- Short problem: Pick out every line of the records that contains the word "background", and copy each one.

(Stored items in a collection)
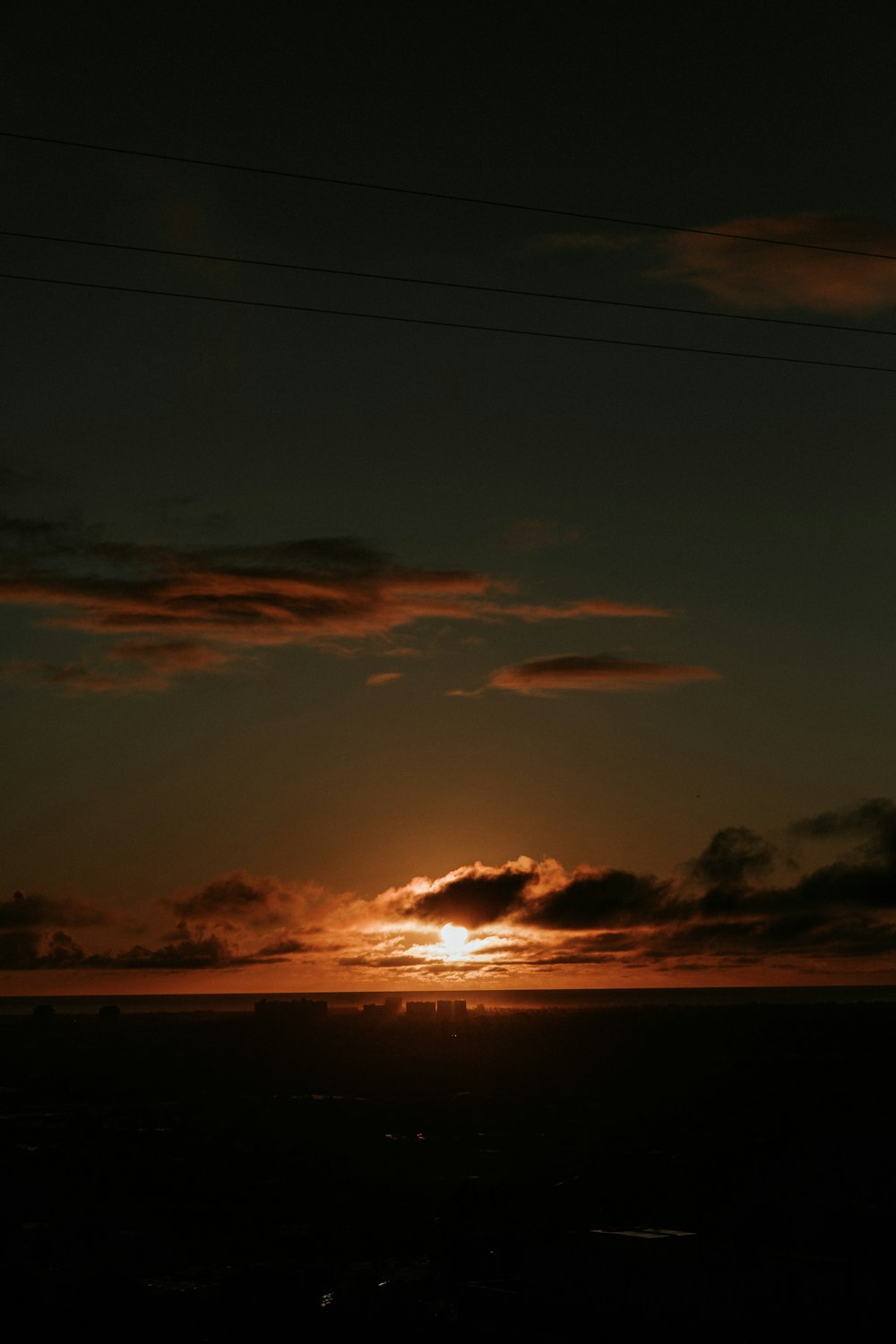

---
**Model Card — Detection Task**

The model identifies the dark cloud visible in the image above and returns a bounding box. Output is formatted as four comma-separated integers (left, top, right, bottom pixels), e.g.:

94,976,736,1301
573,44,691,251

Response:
0,892,108,929
406,868,532,929
0,924,305,970
525,868,670,929
0,516,693,695
788,798,896,867
489,650,719,695
689,827,775,886
170,871,296,929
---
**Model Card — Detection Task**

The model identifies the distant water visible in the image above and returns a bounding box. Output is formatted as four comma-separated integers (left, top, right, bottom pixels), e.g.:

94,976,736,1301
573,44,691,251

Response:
0,986,896,1016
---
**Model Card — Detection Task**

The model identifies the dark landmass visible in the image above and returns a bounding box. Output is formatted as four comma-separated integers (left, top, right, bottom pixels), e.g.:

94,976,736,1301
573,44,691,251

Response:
0,1003,896,1344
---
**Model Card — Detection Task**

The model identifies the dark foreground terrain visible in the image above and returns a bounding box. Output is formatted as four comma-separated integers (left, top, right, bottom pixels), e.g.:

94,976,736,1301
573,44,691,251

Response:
0,1004,896,1344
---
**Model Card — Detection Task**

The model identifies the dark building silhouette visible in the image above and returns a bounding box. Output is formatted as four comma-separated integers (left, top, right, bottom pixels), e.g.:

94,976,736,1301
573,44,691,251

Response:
255,999,326,1021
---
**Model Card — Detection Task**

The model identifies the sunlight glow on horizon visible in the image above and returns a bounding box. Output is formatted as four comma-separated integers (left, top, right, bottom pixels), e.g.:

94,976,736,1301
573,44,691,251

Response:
442,924,466,957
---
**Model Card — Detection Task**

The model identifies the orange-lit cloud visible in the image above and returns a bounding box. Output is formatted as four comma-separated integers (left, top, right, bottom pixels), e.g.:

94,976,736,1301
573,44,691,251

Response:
546,212,896,316
651,214,896,316
489,653,719,695
505,597,673,621
0,518,687,695
0,798,896,986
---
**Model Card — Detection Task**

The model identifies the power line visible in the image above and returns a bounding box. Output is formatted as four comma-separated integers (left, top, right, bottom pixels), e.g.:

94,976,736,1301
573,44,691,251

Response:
0,271,896,374
6,131,896,261
0,228,896,336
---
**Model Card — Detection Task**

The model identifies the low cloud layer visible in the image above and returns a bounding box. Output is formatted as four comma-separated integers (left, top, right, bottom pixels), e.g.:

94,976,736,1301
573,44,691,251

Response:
8,798,896,986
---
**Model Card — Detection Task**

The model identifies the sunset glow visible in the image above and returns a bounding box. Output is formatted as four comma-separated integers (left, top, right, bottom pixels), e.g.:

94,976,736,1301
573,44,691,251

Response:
442,924,466,956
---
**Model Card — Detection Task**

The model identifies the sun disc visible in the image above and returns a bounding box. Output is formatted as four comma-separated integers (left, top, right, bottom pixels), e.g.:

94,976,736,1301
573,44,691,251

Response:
442,924,466,952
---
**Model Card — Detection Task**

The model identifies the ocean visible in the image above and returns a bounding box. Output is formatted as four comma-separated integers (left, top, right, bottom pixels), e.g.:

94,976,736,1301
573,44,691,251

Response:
0,986,896,1016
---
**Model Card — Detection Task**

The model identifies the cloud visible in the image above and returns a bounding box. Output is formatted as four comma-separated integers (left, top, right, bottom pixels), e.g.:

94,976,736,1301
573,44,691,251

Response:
788,798,896,867
404,865,533,929
500,518,582,551
0,892,108,929
650,214,896,316
106,640,231,676
0,924,305,970
689,827,775,886
525,868,670,929
487,653,719,695
168,870,318,929
538,230,638,252
8,798,896,980
505,597,673,621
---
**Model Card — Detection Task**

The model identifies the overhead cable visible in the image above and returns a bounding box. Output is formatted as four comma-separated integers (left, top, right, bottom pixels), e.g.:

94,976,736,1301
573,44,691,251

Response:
0,228,896,336
0,271,896,374
0,131,896,261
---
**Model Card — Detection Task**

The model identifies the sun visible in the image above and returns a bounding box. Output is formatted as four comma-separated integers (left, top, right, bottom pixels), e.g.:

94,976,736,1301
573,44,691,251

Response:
442,925,466,952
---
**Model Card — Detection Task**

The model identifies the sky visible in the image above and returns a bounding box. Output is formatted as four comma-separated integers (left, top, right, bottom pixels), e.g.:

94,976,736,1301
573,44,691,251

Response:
0,3,896,994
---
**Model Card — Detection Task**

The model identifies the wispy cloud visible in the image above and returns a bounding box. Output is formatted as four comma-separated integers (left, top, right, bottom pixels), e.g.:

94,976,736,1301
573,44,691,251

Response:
0,516,687,695
650,214,896,316
487,653,719,695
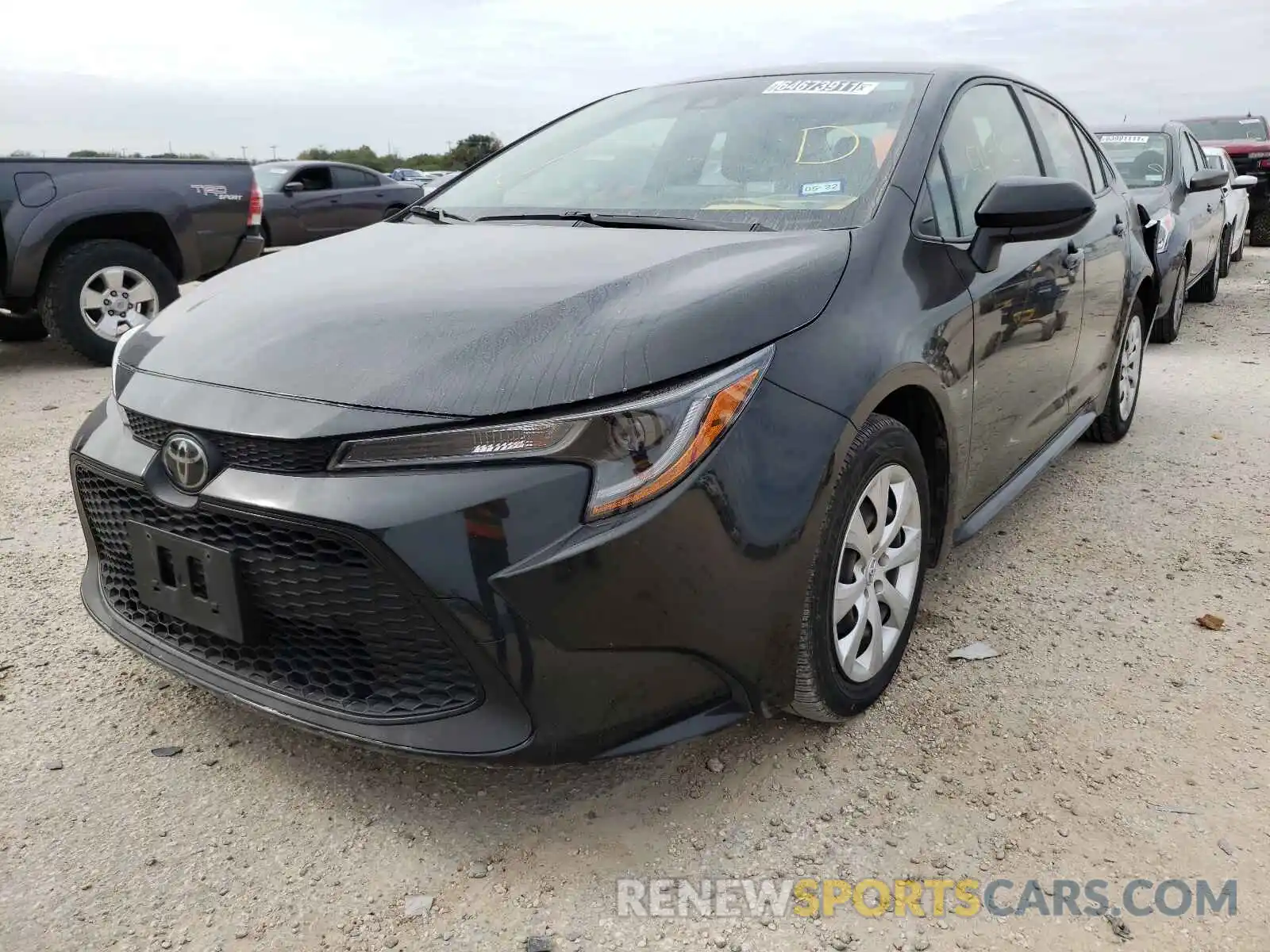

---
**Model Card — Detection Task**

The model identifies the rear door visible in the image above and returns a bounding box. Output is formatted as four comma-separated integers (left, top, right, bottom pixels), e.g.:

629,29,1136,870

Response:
1022,90,1129,413
290,165,341,240
929,80,1083,516
333,165,387,231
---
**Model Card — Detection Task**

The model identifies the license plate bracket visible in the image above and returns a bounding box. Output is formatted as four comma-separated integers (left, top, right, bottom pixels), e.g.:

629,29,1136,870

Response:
129,520,256,645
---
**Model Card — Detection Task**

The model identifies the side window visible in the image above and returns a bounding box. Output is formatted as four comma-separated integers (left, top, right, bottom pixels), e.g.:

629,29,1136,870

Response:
1076,129,1111,192
291,165,330,192
1177,136,1199,182
932,84,1040,236
332,165,379,188
917,152,960,237
1024,93,1101,192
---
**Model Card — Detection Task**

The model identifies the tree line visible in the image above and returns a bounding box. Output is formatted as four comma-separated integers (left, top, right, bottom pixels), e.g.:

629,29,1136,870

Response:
296,132,503,171
9,132,503,171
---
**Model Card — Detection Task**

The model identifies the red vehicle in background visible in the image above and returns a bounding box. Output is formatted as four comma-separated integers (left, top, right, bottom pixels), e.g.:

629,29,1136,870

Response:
1183,113,1270,248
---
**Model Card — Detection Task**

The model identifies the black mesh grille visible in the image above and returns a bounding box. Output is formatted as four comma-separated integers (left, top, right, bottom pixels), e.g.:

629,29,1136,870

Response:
75,465,481,720
125,409,341,472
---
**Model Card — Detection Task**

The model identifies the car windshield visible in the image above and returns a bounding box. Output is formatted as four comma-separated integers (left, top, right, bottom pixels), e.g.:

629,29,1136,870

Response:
1186,116,1270,142
252,165,294,192
426,74,929,228
1099,132,1172,188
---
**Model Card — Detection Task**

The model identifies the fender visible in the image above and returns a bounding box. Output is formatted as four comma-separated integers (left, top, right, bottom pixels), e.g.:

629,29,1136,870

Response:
9,188,202,298
840,362,970,561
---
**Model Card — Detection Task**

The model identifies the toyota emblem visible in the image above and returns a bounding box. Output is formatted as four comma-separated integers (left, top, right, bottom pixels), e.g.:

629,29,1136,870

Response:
163,433,212,493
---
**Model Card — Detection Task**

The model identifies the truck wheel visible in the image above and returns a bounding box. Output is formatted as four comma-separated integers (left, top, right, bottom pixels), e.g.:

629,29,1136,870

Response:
37,239,180,367
1249,209,1270,248
1190,251,1222,305
0,313,48,344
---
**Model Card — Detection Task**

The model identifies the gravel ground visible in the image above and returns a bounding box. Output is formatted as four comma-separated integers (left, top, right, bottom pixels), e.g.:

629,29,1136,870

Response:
0,249,1270,952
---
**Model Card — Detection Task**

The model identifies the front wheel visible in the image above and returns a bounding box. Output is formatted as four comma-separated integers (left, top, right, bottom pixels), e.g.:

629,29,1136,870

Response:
1249,208,1270,248
1084,298,1145,443
790,414,929,724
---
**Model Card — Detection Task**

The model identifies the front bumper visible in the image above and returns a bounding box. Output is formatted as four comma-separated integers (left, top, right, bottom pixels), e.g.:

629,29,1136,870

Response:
71,374,845,762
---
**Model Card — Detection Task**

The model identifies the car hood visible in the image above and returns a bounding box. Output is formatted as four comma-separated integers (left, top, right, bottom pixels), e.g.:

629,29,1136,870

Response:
119,221,851,416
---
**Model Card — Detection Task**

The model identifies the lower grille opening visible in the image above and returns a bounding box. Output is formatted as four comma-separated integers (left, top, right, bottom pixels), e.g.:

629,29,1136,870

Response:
74,465,481,720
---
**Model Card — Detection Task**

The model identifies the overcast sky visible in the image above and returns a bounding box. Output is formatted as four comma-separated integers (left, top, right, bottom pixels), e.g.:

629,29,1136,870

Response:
0,0,1270,157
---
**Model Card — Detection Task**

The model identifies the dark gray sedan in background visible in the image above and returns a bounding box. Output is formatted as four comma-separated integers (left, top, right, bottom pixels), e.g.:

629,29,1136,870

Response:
256,163,419,248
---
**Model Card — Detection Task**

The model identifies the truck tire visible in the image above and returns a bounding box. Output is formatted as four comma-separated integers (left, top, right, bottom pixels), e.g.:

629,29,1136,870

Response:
36,239,180,367
1249,208,1270,248
0,313,48,344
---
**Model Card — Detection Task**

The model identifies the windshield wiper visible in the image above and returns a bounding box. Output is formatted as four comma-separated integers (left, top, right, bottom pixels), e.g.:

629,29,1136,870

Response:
476,212,773,231
406,205,471,225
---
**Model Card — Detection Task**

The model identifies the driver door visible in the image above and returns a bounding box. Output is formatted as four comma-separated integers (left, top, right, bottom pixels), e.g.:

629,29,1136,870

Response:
288,165,344,241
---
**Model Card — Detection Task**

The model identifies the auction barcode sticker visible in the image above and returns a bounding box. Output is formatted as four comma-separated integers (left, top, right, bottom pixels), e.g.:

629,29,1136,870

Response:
764,80,878,97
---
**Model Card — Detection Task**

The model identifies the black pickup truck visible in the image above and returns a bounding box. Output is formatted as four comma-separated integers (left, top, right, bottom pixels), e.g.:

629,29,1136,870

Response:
0,159,264,364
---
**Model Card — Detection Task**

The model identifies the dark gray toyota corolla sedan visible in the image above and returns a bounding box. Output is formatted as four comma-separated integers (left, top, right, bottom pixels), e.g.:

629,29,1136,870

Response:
70,66,1157,760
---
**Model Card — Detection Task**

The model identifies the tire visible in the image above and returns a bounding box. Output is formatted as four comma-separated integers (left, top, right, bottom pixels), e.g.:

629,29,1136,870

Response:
789,414,931,724
0,313,48,344
1190,251,1222,305
36,239,180,367
1249,208,1270,248
1151,262,1189,344
1084,298,1147,443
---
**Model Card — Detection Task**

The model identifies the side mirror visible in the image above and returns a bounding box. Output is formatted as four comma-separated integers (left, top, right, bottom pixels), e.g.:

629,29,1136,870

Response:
969,175,1097,273
1186,169,1230,192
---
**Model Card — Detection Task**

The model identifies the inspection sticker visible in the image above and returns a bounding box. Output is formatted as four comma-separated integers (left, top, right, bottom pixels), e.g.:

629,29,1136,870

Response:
764,80,878,97
799,182,842,195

- Result of the exercise:
The model identifies the red vehicle in background visible in the image above and returns a bounding box. Output is formatted as four comma-separated integers (left, top, right, bottom pixels), e.g.:
The model identifies the dark gray sedan in background visible in the image above and returns a bounding box. Output is formatted as four comma-separated integers (left, top, right, bottom pixels), e.g.:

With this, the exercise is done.